→ Задание: Продолжите отрывок о битве русской рати с ордынцами, начиная сразу после его последнего предложения.

Сам великий князь в ходе боя потерял двух коней, погибли все охранявшие его дружинники. Очевидец боя, князь Стефан Новосильский видел, как пеший князь Дмитрий бился среди множества трупов — один против трех ордынцев. Новосильский пришел ему на помощь и убил одного из врагов, но и сам был сбит с коня. Уже после битвы Дмитрия Ивановича нашли без сознания в залитых кровью и помятых доспехах, но без единой раны.

Между тем, ордынцам удалось потеснить русскую рать на левом фланге — возможно, они обошли овраги верховья реки Смолки и вышли русским во фланг. Сильно поредевший полк левой руки стал откатываться назад, открывая стоящий в центре Большой полк для флангового удара татар. Навстречу им устремляется конный резерв Дмитрия Ольгердовича и спасает пехотинцев от немедленного разгрома. Однако положение остается критическим: «И уже осмому часу изшедшу и девятому наставши, всюду татарове одолевающе».

Возникает мысль: а не был ли и этот драматический поворот в битве — отступление полка левой руки и открытие фланга Большого полка — предусмотрен первоначальным стратегическим планом? Иначе русские же войска помешали бы ввести в дело Засадный полк. Во всяком случае, именно разгром левого крыла русских войск создал момент для введения в бой скрытого резерва. Причем, для полностью завязших в русских пехотных порядках татар этот неожиданный удар становился фатальным.

Между тем, стоящий в дубраве в течение всей битвы Засадный полк уже роптал — воины рвались в бой, видя смерть товарищей. Даже князь Владимир Андреевич Серпуховской призывал Дмитрия Михайловича Боброка немедленно ударить по врагам: «Что, брате, пользы от нашего стояния? Кому убо нам помощи? Уже убо вси полки христианские мертвыми лежат!». Но Дмитрий Михайлович сдерживал всех своих соратников, и даже отдал особый приказ: «Да никто не изыдет на брань, ибо возбраняет нас господь».

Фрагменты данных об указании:
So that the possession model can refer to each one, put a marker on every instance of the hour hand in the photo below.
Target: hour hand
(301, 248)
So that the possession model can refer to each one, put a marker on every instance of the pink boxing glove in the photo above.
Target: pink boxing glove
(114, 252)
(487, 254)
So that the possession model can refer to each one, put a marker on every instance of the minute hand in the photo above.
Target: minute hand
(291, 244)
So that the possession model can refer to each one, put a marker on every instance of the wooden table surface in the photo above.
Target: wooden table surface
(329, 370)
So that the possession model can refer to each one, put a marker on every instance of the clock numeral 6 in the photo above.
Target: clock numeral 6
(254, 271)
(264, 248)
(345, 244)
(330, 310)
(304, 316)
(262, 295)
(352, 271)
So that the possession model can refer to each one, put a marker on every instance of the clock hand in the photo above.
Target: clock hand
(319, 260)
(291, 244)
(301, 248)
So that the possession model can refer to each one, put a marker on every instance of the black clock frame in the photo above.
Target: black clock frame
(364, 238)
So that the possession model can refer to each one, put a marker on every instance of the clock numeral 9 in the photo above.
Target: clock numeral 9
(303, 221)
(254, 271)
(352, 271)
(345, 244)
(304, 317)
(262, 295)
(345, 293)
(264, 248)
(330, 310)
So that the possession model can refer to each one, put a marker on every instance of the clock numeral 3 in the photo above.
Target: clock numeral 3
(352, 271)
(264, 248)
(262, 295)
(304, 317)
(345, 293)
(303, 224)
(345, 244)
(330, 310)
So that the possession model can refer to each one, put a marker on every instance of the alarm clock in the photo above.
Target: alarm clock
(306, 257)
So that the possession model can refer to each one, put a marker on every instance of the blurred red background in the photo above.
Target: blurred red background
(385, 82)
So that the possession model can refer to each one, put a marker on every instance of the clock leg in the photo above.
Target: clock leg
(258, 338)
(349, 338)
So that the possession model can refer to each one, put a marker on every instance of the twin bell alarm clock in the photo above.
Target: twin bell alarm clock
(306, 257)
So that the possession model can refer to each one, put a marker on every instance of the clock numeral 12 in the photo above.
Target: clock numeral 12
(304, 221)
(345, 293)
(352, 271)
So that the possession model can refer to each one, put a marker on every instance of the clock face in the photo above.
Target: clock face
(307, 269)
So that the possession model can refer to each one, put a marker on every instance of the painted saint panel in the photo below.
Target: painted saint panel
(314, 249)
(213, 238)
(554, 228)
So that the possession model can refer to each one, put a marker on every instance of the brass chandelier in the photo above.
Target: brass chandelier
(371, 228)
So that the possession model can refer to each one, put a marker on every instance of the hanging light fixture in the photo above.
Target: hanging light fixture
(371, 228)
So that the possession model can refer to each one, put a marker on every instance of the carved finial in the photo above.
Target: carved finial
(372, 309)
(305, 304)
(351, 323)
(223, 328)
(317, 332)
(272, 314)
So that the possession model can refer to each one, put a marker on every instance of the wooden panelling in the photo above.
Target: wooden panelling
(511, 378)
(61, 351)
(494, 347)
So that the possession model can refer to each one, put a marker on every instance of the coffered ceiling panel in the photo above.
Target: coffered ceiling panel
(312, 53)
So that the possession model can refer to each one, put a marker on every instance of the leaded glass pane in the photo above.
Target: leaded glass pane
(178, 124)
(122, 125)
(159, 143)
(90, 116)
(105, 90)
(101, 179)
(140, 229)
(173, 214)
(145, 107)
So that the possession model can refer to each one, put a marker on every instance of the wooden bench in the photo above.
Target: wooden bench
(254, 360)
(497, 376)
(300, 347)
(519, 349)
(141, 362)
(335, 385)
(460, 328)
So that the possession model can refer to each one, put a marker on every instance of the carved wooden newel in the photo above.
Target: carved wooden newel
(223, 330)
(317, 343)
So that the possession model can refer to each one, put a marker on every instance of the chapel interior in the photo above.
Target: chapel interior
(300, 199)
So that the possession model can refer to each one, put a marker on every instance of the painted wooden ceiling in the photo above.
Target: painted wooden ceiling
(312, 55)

→ Результат выполнения:
Неимоверное хладнокровие и выдержка Боброка помогли ударить именно в нужный момент. На девятом часу битвы стало очевидно, что Мамай ввел в сражение все свои силы без остатка. К тому же вдруг поменялся ветер, до того дувший в лицо Засадному полку. Тогда-то Боброк и сказал всему полку: «Господине, и отцы, и братие, и чада, и друзи! Подвизайтеся, время нам благо прииде, сила бо святого духа помогает нам!».

Более удачного момента для внезапной атаки трудно было представить. Отборная русская кавалерия, закаленные в боях воины, развернув строй для атаки, «с яростью и ревностью» ударили на врага. Одновременный удар тяжеловооруженной конницы вообще страшен, а вдобавок воины Большого полка, увидев поддержку своей конницы, сами ударили навстречу. Ордынские отряды, прорвавшиеся в тыл русского войска, были просто сметены ударом с двух сторон.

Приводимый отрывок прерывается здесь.